**** PROVIDED INFORMATION

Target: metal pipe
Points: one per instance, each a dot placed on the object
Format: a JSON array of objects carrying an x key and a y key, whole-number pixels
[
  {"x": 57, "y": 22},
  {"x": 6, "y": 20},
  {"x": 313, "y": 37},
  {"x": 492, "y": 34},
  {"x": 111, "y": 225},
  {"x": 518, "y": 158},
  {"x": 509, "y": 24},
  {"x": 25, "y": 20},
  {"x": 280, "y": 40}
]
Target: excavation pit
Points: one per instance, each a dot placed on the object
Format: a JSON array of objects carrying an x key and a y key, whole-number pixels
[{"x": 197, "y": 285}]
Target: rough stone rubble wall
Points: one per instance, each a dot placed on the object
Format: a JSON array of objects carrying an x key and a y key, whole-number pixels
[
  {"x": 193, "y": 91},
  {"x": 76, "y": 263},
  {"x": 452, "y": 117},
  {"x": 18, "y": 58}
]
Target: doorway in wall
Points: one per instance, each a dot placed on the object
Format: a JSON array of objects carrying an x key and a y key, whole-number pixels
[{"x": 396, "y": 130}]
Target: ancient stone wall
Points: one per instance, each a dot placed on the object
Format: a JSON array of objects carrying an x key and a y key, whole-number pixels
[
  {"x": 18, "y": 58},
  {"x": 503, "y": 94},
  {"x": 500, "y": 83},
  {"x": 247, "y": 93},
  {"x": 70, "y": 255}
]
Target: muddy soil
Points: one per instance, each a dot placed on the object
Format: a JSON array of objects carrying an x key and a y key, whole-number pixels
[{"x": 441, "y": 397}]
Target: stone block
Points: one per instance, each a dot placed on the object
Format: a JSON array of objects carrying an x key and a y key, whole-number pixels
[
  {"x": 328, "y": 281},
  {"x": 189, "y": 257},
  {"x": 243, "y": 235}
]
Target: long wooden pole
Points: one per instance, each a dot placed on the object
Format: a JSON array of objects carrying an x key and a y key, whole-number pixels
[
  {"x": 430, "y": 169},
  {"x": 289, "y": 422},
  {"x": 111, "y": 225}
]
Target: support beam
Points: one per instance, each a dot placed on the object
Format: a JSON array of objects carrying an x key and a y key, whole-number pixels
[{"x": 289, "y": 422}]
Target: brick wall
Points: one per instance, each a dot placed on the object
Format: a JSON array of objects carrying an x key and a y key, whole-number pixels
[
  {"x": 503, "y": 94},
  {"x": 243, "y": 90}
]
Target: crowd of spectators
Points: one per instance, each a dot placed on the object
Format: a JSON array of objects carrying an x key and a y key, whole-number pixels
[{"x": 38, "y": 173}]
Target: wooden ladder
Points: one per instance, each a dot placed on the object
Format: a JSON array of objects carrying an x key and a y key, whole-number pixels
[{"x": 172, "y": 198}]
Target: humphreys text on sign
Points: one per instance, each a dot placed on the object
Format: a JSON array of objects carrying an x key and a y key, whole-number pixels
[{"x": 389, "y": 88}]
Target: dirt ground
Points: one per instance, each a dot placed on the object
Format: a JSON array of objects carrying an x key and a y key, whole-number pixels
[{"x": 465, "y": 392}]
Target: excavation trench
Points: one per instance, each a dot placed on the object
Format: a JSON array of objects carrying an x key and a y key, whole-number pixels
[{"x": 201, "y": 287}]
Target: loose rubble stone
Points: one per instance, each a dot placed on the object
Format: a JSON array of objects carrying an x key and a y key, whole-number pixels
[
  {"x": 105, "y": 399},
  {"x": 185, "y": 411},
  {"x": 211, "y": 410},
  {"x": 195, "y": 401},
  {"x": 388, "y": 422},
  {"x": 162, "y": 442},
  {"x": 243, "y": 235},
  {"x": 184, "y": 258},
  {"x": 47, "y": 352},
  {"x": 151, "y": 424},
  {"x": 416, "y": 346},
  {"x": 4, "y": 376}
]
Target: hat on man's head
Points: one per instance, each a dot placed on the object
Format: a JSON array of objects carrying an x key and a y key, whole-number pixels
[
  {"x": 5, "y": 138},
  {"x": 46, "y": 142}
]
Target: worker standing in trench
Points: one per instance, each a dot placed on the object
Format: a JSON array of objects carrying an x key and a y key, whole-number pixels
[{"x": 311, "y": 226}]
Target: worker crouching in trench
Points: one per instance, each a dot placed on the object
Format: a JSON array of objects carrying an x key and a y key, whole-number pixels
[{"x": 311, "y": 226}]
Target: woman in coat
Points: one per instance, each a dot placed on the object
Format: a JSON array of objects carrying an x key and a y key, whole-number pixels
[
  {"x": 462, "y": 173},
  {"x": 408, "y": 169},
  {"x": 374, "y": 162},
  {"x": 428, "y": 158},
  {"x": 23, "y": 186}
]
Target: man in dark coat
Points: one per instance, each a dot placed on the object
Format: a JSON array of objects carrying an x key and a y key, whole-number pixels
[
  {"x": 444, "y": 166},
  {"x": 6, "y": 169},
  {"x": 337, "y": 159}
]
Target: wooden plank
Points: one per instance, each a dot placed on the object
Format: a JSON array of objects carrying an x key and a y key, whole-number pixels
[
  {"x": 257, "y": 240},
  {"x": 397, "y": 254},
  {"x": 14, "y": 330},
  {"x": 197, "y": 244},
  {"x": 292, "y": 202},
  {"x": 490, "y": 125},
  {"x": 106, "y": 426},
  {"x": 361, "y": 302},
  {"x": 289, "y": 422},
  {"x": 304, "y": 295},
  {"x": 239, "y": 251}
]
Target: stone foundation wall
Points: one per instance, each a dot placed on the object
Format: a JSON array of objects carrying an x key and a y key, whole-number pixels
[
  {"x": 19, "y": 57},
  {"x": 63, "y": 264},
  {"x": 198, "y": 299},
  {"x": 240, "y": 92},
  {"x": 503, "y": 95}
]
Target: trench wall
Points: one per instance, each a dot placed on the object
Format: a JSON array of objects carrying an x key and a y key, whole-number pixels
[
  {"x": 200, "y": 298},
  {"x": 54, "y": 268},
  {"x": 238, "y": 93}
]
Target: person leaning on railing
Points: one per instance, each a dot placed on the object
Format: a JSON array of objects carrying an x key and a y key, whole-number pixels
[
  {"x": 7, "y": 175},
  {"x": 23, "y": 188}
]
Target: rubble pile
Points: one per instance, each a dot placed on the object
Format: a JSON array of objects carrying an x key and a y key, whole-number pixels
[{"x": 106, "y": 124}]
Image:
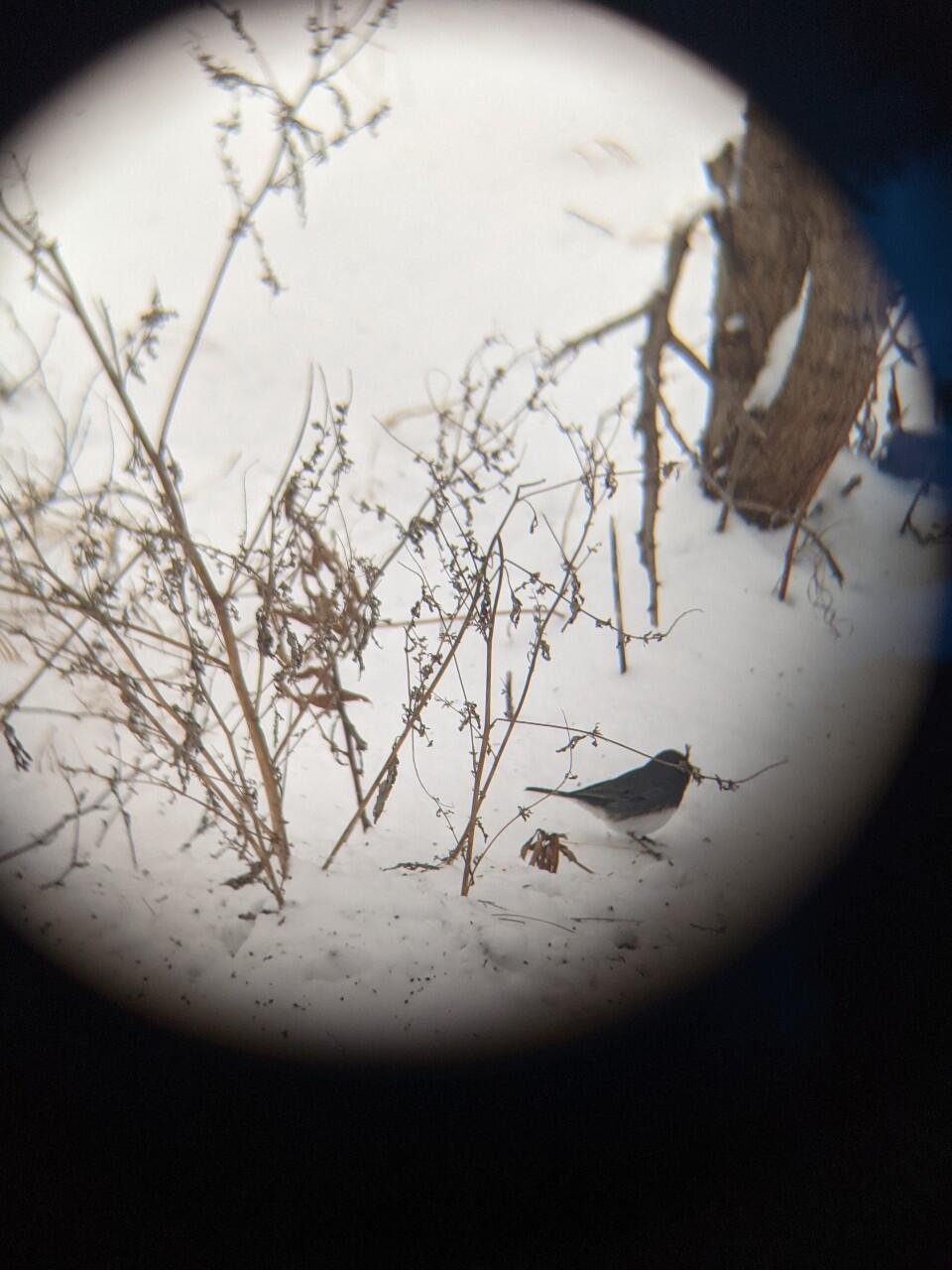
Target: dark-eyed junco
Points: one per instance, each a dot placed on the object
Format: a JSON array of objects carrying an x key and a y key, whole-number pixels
[{"x": 640, "y": 802}]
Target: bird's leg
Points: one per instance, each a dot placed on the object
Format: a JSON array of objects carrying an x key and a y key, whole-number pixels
[{"x": 648, "y": 844}]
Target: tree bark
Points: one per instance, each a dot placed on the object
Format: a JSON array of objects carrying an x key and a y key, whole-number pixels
[{"x": 785, "y": 218}]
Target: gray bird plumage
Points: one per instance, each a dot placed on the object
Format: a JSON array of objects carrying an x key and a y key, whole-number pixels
[{"x": 640, "y": 801}]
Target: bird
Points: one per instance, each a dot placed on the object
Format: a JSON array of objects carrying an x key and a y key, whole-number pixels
[{"x": 639, "y": 802}]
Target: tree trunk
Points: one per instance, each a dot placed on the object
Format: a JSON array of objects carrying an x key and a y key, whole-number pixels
[{"x": 787, "y": 218}]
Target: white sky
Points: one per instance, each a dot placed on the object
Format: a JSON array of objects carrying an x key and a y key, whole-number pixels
[{"x": 534, "y": 164}]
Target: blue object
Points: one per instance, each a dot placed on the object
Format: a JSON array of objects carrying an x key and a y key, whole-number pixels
[{"x": 918, "y": 456}]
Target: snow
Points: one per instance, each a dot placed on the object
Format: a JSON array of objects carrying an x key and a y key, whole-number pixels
[
  {"x": 779, "y": 352},
  {"x": 525, "y": 183}
]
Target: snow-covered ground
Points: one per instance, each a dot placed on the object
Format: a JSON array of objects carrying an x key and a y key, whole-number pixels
[{"x": 525, "y": 183}]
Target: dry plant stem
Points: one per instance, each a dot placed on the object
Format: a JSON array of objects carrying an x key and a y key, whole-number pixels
[
  {"x": 512, "y": 719},
  {"x": 788, "y": 558},
  {"x": 617, "y": 595},
  {"x": 426, "y": 694},
  {"x": 277, "y": 834},
  {"x": 477, "y": 788},
  {"x": 409, "y": 725},
  {"x": 658, "y": 331}
]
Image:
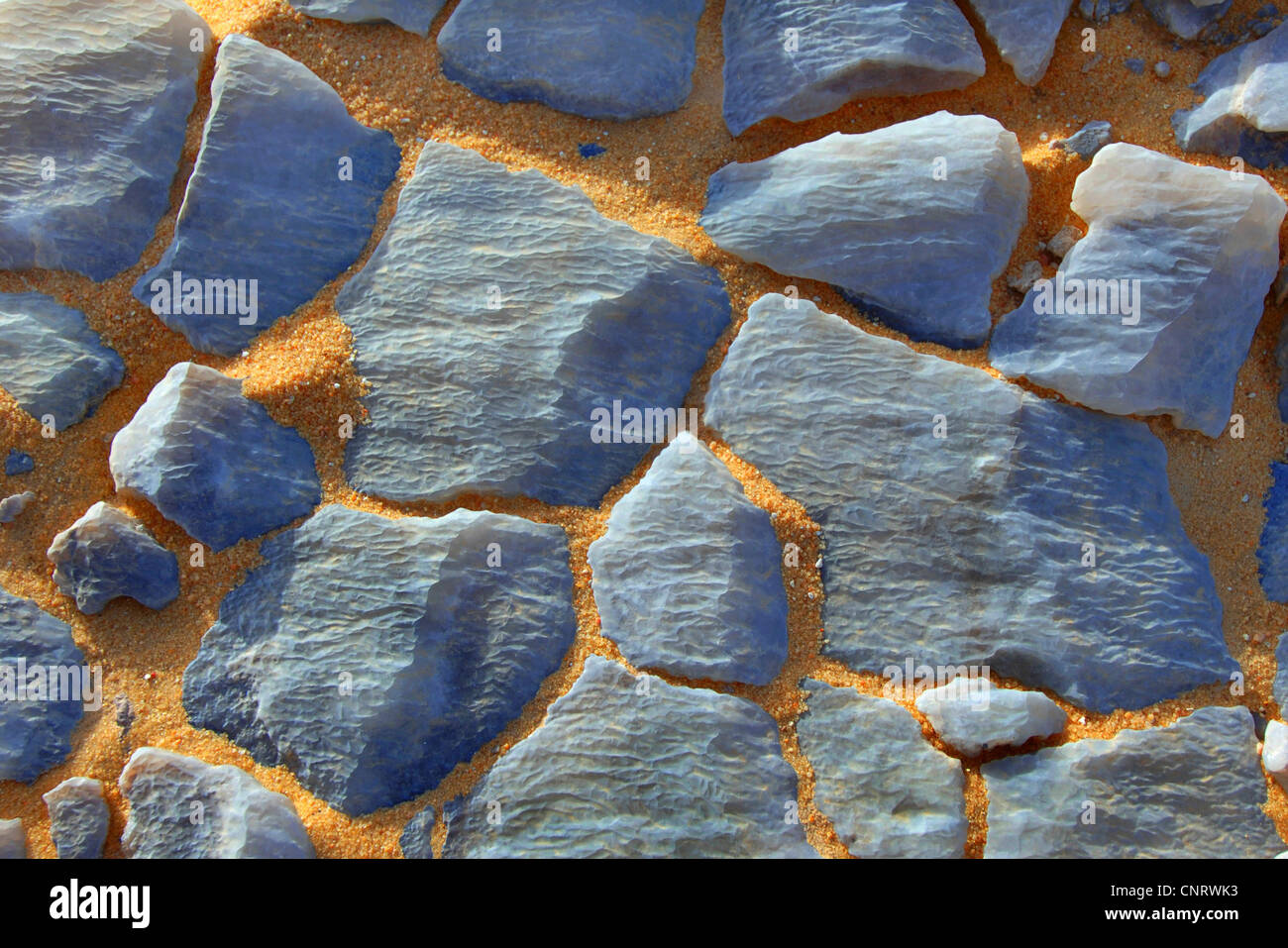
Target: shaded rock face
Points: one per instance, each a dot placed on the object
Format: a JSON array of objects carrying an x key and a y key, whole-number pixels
[
  {"x": 804, "y": 58},
  {"x": 688, "y": 576},
  {"x": 975, "y": 715},
  {"x": 35, "y": 730},
  {"x": 282, "y": 200},
  {"x": 912, "y": 222},
  {"x": 888, "y": 792},
  {"x": 94, "y": 99},
  {"x": 619, "y": 59},
  {"x": 1245, "y": 106},
  {"x": 213, "y": 460},
  {"x": 1024, "y": 34},
  {"x": 1188, "y": 790},
  {"x": 373, "y": 656},
  {"x": 181, "y": 807},
  {"x": 971, "y": 548},
  {"x": 77, "y": 818},
  {"x": 413, "y": 16},
  {"x": 108, "y": 554},
  {"x": 1151, "y": 312},
  {"x": 632, "y": 767},
  {"x": 488, "y": 360},
  {"x": 51, "y": 361}
]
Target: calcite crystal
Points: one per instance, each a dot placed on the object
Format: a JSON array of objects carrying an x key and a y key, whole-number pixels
[
  {"x": 803, "y": 58},
  {"x": 181, "y": 807},
  {"x": 213, "y": 460},
  {"x": 281, "y": 201},
  {"x": 373, "y": 656},
  {"x": 497, "y": 366},
  {"x": 912, "y": 222},
  {"x": 688, "y": 576},
  {"x": 967, "y": 522},
  {"x": 1190, "y": 790},
  {"x": 94, "y": 101},
  {"x": 634, "y": 767},
  {"x": 621, "y": 59},
  {"x": 1151, "y": 312}
]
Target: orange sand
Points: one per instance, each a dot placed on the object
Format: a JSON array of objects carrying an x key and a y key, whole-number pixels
[{"x": 301, "y": 369}]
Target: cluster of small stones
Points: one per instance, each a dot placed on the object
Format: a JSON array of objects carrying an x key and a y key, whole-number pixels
[{"x": 515, "y": 343}]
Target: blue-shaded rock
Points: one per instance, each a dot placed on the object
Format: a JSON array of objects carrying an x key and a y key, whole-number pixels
[
  {"x": 181, "y": 807},
  {"x": 489, "y": 356},
  {"x": 37, "y": 711},
  {"x": 1186, "y": 18},
  {"x": 912, "y": 222},
  {"x": 413, "y": 16},
  {"x": 373, "y": 656},
  {"x": 1151, "y": 312},
  {"x": 213, "y": 460},
  {"x": 803, "y": 58},
  {"x": 634, "y": 767},
  {"x": 51, "y": 361},
  {"x": 690, "y": 530},
  {"x": 1192, "y": 790},
  {"x": 13, "y": 841},
  {"x": 94, "y": 101},
  {"x": 1244, "y": 110},
  {"x": 282, "y": 200},
  {"x": 108, "y": 554},
  {"x": 1024, "y": 34},
  {"x": 973, "y": 715},
  {"x": 618, "y": 59},
  {"x": 18, "y": 463},
  {"x": 77, "y": 818},
  {"x": 888, "y": 792},
  {"x": 971, "y": 548}
]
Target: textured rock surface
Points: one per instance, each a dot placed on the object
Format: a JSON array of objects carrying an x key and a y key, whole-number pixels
[
  {"x": 213, "y": 460},
  {"x": 181, "y": 807},
  {"x": 108, "y": 554},
  {"x": 94, "y": 101},
  {"x": 1189, "y": 790},
  {"x": 912, "y": 222},
  {"x": 51, "y": 361},
  {"x": 77, "y": 818},
  {"x": 13, "y": 843},
  {"x": 1245, "y": 106},
  {"x": 888, "y": 792},
  {"x": 372, "y": 656},
  {"x": 841, "y": 52},
  {"x": 969, "y": 549},
  {"x": 1193, "y": 252},
  {"x": 627, "y": 767},
  {"x": 974, "y": 715},
  {"x": 487, "y": 357},
  {"x": 570, "y": 53},
  {"x": 1024, "y": 34},
  {"x": 413, "y": 16},
  {"x": 688, "y": 575},
  {"x": 271, "y": 202},
  {"x": 34, "y": 730}
]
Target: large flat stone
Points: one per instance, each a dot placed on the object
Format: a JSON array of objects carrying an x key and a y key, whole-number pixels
[
  {"x": 282, "y": 200},
  {"x": 912, "y": 222},
  {"x": 838, "y": 52},
  {"x": 487, "y": 355},
  {"x": 1151, "y": 312},
  {"x": 627, "y": 767},
  {"x": 213, "y": 460},
  {"x": 969, "y": 549},
  {"x": 94, "y": 99},
  {"x": 1192, "y": 790},
  {"x": 373, "y": 656}
]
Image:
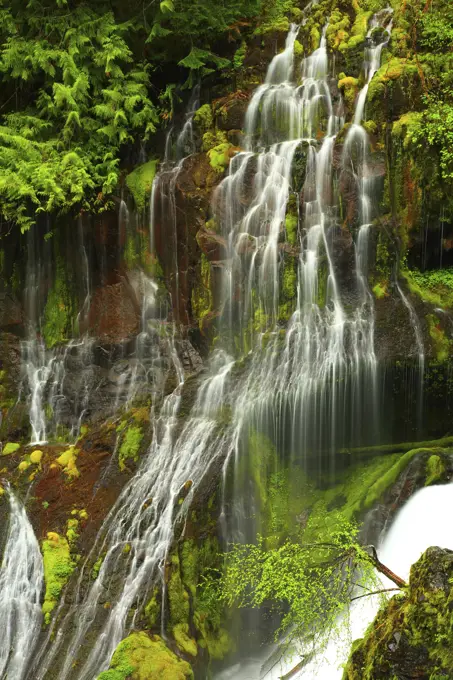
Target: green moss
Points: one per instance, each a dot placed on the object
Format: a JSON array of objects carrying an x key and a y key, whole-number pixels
[
  {"x": 177, "y": 595},
  {"x": 413, "y": 630},
  {"x": 380, "y": 290},
  {"x": 57, "y": 321},
  {"x": 239, "y": 55},
  {"x": 291, "y": 225},
  {"x": 58, "y": 567},
  {"x": 10, "y": 448},
  {"x": 153, "y": 609},
  {"x": 434, "y": 287},
  {"x": 141, "y": 657},
  {"x": 440, "y": 341},
  {"x": 349, "y": 87},
  {"x": 213, "y": 138},
  {"x": 435, "y": 469},
  {"x": 298, "y": 49},
  {"x": 392, "y": 70},
  {"x": 67, "y": 460},
  {"x": 201, "y": 298},
  {"x": 219, "y": 156},
  {"x": 184, "y": 642},
  {"x": 203, "y": 117},
  {"x": 130, "y": 445},
  {"x": 140, "y": 181},
  {"x": 96, "y": 568}
]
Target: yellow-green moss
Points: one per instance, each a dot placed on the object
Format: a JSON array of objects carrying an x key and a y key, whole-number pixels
[
  {"x": 36, "y": 457},
  {"x": 58, "y": 567},
  {"x": 380, "y": 290},
  {"x": 130, "y": 446},
  {"x": 349, "y": 87},
  {"x": 67, "y": 460},
  {"x": 435, "y": 469},
  {"x": 10, "y": 448},
  {"x": 140, "y": 182},
  {"x": 141, "y": 657},
  {"x": 203, "y": 117}
]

********

WHAT YOU SHOULD DO:
Where a line of the listing includes the word "ground", add it to the tally, and give the final number and nothing more.

THE COMPLETED TASK:
2